#### SET TASK
Identify each line in the material below that contains the string "wing", matching case, and copy those lines.

Stored entries:
=-=-=

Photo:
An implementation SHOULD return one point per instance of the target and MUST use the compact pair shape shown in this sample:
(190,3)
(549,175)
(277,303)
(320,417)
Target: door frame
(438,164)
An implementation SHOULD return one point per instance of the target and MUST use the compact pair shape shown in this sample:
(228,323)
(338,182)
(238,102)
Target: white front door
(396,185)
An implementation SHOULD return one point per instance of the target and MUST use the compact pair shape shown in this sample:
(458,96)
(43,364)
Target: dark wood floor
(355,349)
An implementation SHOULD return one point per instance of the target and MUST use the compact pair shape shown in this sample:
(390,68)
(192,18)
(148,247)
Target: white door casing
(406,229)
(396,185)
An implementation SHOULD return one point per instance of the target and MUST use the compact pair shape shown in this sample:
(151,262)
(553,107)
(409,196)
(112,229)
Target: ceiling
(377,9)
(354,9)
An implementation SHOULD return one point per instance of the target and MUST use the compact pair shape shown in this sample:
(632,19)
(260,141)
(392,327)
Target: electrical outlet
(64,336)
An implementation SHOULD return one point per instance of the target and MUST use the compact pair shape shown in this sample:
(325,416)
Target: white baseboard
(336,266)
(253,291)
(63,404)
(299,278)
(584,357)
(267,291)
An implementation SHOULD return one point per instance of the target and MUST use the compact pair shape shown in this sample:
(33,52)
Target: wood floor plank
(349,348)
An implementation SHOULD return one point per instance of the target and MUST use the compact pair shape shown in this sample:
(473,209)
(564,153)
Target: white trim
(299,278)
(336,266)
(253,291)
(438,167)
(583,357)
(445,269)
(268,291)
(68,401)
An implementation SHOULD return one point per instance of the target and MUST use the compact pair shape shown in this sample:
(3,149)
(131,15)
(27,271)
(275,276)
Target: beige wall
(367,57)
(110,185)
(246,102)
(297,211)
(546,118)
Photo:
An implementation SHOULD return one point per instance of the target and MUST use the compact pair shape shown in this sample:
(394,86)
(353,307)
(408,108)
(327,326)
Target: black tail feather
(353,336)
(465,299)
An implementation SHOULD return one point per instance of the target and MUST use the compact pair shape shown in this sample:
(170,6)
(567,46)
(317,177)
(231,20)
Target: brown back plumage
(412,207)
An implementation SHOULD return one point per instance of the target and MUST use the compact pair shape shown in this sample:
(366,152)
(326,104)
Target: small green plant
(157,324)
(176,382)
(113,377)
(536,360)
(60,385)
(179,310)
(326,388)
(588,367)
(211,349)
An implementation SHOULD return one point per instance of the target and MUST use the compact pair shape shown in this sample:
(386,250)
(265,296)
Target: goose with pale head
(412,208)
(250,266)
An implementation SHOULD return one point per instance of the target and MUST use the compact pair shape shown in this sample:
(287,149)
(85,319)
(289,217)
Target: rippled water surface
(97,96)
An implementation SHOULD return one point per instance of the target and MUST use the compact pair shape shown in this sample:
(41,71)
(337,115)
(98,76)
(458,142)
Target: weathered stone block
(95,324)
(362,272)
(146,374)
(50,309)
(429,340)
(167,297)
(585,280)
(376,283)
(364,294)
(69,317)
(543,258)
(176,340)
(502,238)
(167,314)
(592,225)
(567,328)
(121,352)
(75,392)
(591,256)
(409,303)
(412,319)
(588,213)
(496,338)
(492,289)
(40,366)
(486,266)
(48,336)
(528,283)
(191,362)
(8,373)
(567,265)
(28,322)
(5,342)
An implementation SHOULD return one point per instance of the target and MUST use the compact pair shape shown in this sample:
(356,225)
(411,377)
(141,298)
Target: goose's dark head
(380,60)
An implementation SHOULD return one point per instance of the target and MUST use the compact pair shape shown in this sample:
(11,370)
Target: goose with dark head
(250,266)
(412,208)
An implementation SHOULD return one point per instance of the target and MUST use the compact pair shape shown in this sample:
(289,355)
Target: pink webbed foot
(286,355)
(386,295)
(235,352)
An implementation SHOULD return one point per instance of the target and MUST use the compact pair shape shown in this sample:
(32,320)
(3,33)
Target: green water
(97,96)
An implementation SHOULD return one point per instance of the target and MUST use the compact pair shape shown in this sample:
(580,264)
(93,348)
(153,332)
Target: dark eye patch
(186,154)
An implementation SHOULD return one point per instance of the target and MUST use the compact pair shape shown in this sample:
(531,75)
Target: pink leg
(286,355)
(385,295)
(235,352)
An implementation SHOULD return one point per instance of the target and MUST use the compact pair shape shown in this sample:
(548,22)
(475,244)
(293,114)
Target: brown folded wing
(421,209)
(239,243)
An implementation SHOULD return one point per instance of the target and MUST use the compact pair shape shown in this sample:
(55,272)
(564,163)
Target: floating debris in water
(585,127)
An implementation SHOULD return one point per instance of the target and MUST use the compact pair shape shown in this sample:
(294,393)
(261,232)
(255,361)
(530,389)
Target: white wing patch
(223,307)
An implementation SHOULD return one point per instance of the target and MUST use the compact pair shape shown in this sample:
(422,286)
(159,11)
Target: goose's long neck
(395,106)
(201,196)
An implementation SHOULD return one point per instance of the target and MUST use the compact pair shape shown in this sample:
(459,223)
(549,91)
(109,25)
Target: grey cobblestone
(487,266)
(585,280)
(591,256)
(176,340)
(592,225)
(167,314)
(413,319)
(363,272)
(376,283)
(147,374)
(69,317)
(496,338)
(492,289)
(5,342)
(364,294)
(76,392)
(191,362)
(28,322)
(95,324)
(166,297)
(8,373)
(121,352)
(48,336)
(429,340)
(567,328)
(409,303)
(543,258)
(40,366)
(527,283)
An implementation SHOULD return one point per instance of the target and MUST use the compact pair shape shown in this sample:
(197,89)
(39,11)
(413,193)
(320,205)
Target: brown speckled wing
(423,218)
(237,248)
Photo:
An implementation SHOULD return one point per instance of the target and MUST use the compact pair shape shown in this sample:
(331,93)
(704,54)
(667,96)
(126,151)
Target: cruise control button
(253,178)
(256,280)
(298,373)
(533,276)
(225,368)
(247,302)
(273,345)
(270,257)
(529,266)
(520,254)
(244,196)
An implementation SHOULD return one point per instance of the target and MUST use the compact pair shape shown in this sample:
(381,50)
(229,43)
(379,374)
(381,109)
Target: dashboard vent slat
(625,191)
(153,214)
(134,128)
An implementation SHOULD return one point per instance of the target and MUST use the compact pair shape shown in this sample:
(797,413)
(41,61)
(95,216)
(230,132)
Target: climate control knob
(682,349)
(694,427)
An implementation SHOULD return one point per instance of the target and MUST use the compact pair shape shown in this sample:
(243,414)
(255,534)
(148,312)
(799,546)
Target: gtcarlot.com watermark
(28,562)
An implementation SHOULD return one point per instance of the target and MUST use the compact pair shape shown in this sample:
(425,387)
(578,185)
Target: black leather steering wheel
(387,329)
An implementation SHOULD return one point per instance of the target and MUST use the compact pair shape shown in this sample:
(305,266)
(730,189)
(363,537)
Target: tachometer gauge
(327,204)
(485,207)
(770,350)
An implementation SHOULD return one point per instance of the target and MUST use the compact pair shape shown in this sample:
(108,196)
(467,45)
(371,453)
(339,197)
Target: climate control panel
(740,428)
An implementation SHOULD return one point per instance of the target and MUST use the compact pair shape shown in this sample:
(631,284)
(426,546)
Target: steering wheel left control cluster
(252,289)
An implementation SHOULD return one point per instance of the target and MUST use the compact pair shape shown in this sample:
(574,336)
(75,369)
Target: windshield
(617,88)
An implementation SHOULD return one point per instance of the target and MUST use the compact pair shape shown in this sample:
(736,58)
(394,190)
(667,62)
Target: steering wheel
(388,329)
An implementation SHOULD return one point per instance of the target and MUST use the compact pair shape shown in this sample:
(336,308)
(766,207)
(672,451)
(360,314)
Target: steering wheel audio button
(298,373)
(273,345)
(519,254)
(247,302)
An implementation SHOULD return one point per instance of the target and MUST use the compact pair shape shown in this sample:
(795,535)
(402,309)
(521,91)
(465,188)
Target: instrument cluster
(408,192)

=-=-=

#### SOLUTION BELOW
Target: brown folded wing
Target: white wing patch
Target: brown speckled wing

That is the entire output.